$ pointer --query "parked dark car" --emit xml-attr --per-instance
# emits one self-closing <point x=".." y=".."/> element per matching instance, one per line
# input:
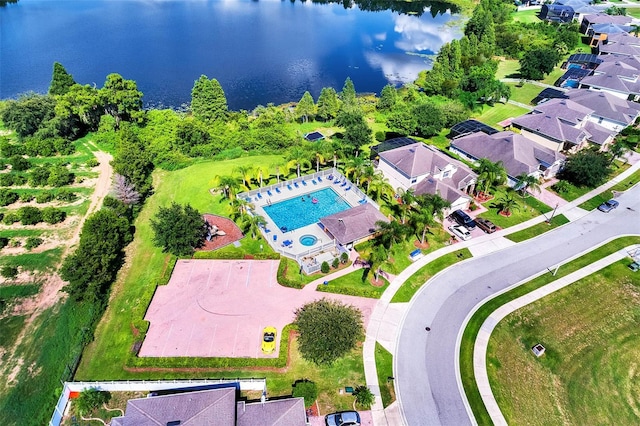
<point x="343" y="418"/>
<point x="463" y="219"/>
<point x="486" y="225"/>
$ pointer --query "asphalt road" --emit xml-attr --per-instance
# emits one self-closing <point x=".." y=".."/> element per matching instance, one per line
<point x="424" y="365"/>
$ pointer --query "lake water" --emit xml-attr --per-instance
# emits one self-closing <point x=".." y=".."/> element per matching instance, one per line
<point x="260" y="51"/>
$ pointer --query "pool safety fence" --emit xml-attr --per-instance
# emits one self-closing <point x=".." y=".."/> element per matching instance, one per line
<point x="146" y="385"/>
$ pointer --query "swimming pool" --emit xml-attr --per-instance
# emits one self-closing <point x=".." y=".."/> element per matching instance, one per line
<point x="301" y="211"/>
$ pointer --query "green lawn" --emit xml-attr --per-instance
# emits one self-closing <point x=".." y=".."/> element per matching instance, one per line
<point x="524" y="94"/>
<point x="495" y="114"/>
<point x="526" y="16"/>
<point x="621" y="186"/>
<point x="528" y="208"/>
<point x="588" y="374"/>
<point x="384" y="368"/>
<point x="535" y="230"/>
<point x="424" y="274"/>
<point x="478" y="318"/>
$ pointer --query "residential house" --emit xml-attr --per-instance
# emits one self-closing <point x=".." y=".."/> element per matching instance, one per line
<point x="562" y="125"/>
<point x="609" y="111"/>
<point x="556" y="13"/>
<point x="428" y="171"/>
<point x="517" y="153"/>
<point x="211" y="407"/>
<point x="353" y="226"/>
<point x="618" y="75"/>
<point x="588" y="21"/>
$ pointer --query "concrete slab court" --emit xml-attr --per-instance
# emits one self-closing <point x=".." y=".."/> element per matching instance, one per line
<point x="218" y="308"/>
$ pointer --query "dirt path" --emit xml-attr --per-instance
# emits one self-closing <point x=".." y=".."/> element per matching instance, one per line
<point x="49" y="293"/>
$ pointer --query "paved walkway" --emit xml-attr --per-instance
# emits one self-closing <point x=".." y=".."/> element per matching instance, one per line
<point x="385" y="319"/>
<point x="482" y="340"/>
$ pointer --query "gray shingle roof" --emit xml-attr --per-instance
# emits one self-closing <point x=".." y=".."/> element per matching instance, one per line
<point x="353" y="224"/>
<point x="518" y="153"/>
<point x="217" y="406"/>
<point x="416" y="159"/>
<point x="281" y="412"/>
<point x="606" y="105"/>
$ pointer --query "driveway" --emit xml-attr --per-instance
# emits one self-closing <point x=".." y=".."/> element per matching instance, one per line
<point x="426" y="362"/>
<point x="218" y="308"/>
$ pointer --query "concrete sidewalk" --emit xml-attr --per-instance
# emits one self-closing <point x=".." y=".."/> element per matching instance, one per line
<point x="482" y="340"/>
<point x="385" y="320"/>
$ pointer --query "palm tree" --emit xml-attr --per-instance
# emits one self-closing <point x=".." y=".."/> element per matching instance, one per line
<point x="390" y="233"/>
<point x="228" y="184"/>
<point x="298" y="157"/>
<point x="405" y="202"/>
<point x="239" y="207"/>
<point x="245" y="173"/>
<point x="252" y="223"/>
<point x="490" y="173"/>
<point x="527" y="181"/>
<point x="507" y="204"/>
<point x="421" y="220"/>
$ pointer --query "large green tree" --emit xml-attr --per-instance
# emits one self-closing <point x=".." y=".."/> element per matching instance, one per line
<point x="61" y="80"/>
<point x="91" y="269"/>
<point x="178" y="229"/>
<point x="208" y="101"/>
<point x="328" y="330"/>
<point x="586" y="168"/>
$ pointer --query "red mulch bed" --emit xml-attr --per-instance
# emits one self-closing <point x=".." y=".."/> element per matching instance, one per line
<point x="224" y="224"/>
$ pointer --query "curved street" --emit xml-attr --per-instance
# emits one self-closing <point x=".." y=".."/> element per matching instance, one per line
<point x="425" y="365"/>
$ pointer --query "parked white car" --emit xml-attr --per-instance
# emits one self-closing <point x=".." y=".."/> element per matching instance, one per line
<point x="460" y="232"/>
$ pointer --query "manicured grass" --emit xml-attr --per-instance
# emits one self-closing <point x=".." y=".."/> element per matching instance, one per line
<point x="574" y="192"/>
<point x="356" y="283"/>
<point x="535" y="230"/>
<point x="50" y="349"/>
<point x="525" y="93"/>
<point x="588" y="374"/>
<point x="526" y="16"/>
<point x="478" y="318"/>
<point x="11" y="327"/>
<point x="424" y="274"/>
<point x="621" y="186"/>
<point x="508" y="68"/>
<point x="45" y="261"/>
<point x="495" y="114"/>
<point x="384" y="368"/>
<point x="526" y="209"/>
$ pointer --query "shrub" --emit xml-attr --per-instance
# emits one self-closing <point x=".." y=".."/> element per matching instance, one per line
<point x="44" y="197"/>
<point x="30" y="215"/>
<point x="10" y="218"/>
<point x="305" y="389"/>
<point x="9" y="271"/>
<point x="33" y="242"/>
<point x="52" y="215"/>
<point x="66" y="195"/>
<point x="25" y="197"/>
<point x="7" y="197"/>
<point x="19" y="163"/>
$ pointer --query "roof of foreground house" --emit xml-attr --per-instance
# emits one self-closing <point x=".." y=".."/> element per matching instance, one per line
<point x="211" y="407"/>
<point x="606" y="105"/>
<point x="518" y="153"/>
<point x="353" y="224"/>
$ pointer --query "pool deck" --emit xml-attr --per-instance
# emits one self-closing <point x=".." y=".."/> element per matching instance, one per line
<point x="325" y="243"/>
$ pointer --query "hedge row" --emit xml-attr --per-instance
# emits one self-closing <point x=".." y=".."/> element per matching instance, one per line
<point x="200" y="362"/>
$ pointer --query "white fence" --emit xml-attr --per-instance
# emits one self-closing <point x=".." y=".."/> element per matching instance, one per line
<point x="145" y="385"/>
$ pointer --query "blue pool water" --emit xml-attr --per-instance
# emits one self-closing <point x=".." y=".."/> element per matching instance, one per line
<point x="295" y="213"/>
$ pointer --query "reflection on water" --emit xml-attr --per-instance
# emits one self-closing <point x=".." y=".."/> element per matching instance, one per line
<point x="261" y="52"/>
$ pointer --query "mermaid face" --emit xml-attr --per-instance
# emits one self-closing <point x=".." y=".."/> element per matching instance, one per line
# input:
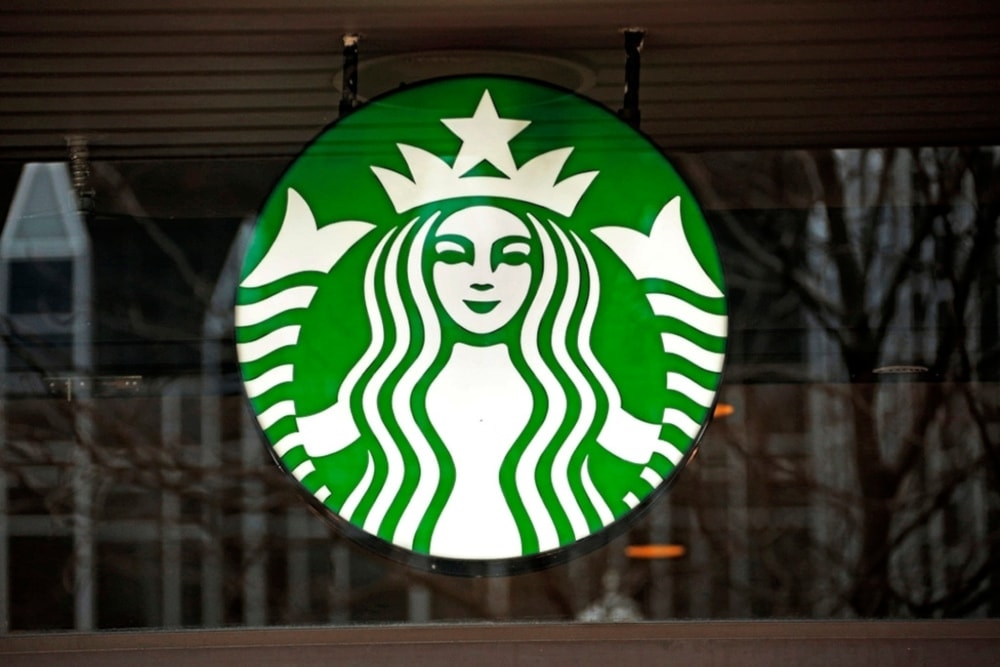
<point x="481" y="271"/>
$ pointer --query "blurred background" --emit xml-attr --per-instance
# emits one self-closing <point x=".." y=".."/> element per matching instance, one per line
<point x="844" y="153"/>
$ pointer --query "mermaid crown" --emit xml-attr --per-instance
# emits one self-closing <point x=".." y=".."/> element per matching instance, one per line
<point x="485" y="137"/>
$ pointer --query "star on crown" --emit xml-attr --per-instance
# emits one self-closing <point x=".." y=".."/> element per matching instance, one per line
<point x="485" y="138"/>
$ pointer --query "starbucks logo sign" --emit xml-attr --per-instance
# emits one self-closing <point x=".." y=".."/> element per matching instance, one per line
<point x="481" y="320"/>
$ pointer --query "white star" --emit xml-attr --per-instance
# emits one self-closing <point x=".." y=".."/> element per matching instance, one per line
<point x="485" y="136"/>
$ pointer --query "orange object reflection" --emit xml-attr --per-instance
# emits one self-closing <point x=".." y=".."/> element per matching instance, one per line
<point x="723" y="410"/>
<point x="650" y="551"/>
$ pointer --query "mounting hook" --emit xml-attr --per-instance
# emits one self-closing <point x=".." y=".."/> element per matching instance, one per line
<point x="629" y="112"/>
<point x="79" y="167"/>
<point x="349" y="94"/>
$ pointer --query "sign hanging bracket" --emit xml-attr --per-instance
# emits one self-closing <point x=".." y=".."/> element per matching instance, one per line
<point x="634" y="38"/>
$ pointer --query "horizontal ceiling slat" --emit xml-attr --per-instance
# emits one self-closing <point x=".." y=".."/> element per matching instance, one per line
<point x="725" y="29"/>
<point x="928" y="94"/>
<point x="246" y="77"/>
<point x="216" y="125"/>
<point x="591" y="11"/>
<point x="142" y="112"/>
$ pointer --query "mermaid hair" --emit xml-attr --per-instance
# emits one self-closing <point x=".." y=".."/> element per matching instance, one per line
<point x="544" y="476"/>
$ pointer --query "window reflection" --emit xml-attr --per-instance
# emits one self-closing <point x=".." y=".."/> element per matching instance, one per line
<point x="138" y="492"/>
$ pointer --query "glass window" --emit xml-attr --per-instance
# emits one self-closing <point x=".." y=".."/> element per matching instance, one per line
<point x="851" y="470"/>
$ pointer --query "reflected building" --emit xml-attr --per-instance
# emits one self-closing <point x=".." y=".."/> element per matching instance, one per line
<point x="138" y="491"/>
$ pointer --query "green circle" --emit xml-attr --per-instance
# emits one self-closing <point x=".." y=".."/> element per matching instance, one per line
<point x="574" y="440"/>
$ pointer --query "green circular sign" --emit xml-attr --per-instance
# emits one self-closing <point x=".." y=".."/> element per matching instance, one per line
<point x="481" y="321"/>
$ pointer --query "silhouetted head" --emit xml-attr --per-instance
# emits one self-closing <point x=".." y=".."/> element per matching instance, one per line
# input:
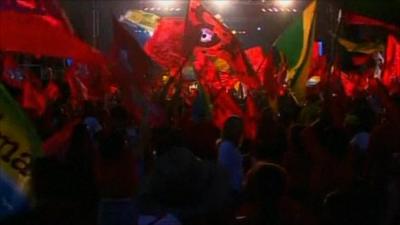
<point x="233" y="129"/>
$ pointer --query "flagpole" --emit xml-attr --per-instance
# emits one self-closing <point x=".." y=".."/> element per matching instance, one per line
<point x="334" y="41"/>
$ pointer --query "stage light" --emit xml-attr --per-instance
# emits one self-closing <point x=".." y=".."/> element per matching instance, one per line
<point x="166" y="3"/>
<point x="221" y="3"/>
<point x="284" y="3"/>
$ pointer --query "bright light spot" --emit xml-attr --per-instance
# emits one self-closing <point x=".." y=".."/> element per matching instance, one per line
<point x="284" y="3"/>
<point x="166" y="3"/>
<point x="221" y="3"/>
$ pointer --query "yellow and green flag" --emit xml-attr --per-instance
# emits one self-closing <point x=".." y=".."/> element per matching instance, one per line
<point x="296" y="43"/>
<point x="19" y="143"/>
<point x="147" y="21"/>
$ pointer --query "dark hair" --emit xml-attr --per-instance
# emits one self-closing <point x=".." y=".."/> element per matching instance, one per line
<point x="233" y="129"/>
<point x="265" y="182"/>
<point x="111" y="146"/>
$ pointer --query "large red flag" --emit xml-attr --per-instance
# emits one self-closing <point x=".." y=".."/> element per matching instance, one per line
<point x="205" y="34"/>
<point x="357" y="19"/>
<point x="128" y="51"/>
<point x="391" y="74"/>
<point x="37" y="27"/>
<point x="165" y="46"/>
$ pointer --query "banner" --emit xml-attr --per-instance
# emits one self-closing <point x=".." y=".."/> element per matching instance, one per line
<point x="19" y="143"/>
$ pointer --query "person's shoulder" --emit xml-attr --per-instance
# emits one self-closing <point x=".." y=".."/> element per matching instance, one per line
<point x="226" y="145"/>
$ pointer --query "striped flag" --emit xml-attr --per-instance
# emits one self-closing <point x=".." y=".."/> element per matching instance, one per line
<point x="19" y="143"/>
<point x="296" y="43"/>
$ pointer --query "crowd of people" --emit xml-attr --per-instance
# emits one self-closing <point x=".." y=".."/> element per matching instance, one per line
<point x="333" y="160"/>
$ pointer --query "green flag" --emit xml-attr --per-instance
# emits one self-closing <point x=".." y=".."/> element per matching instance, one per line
<point x="296" y="44"/>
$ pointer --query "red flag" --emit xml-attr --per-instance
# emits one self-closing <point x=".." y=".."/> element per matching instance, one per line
<point x="12" y="75"/>
<point x="33" y="98"/>
<point x="165" y="46"/>
<point x="251" y="118"/>
<point x="357" y="19"/>
<point x="36" y="27"/>
<point x="224" y="107"/>
<point x="58" y="143"/>
<point x="391" y="74"/>
<point x="52" y="91"/>
<point x="128" y="51"/>
<point x="259" y="61"/>
<point x="206" y="34"/>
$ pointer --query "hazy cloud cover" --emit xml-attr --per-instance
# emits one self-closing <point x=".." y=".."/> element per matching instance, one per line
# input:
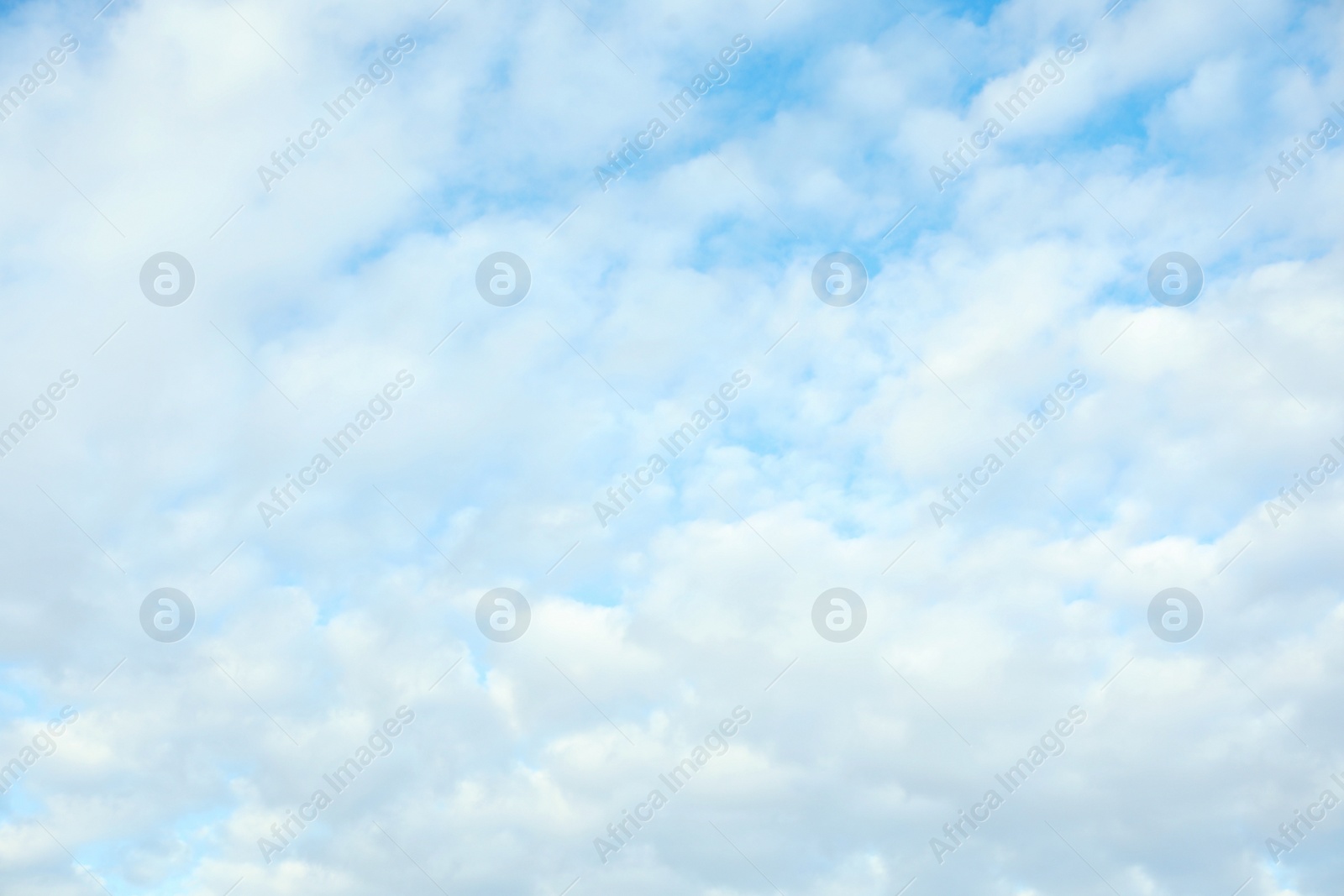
<point x="487" y="291"/>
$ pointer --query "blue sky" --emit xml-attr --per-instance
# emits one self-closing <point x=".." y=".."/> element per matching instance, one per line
<point x="837" y="466"/>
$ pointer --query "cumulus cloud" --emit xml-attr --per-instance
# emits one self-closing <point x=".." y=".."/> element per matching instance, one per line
<point x="333" y="266"/>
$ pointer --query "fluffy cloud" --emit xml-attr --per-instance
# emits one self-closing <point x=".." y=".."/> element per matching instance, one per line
<point x="362" y="597"/>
============================================================
Objective — Filter the entries above to keep only the lines that contain the word "white".

Response for this exercise —
$ pointer --query "parked white car" --emit xml-attr --per-instance
$ pointer --query "white fence" --emit xml-attr --per-instance
$ pointer --query "white star" --emit xml-attr --per-instance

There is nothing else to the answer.